## Request
Render every line of the items below as a Markdown table with the columns Index and Entry, numbering each line in order and omitting blank lines.
START Extracted records
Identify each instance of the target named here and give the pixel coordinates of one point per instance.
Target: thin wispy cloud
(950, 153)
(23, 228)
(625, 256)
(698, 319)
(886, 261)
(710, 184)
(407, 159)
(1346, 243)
END Extracted records
## Final answer
| Index | Entry |
|---|---|
| 1 | Identify each instance of the target named here and give the pixel coordinates of one point per instance. |
| 2 | Target: thin wispy cloud |
| 3 | (950, 153) |
| 4 | (23, 228) |
| 5 | (625, 256) |
| 6 | (698, 319) |
| 7 | (886, 261) |
| 8 | (710, 184) |
| 9 | (407, 159) |
| 10 | (1346, 243) |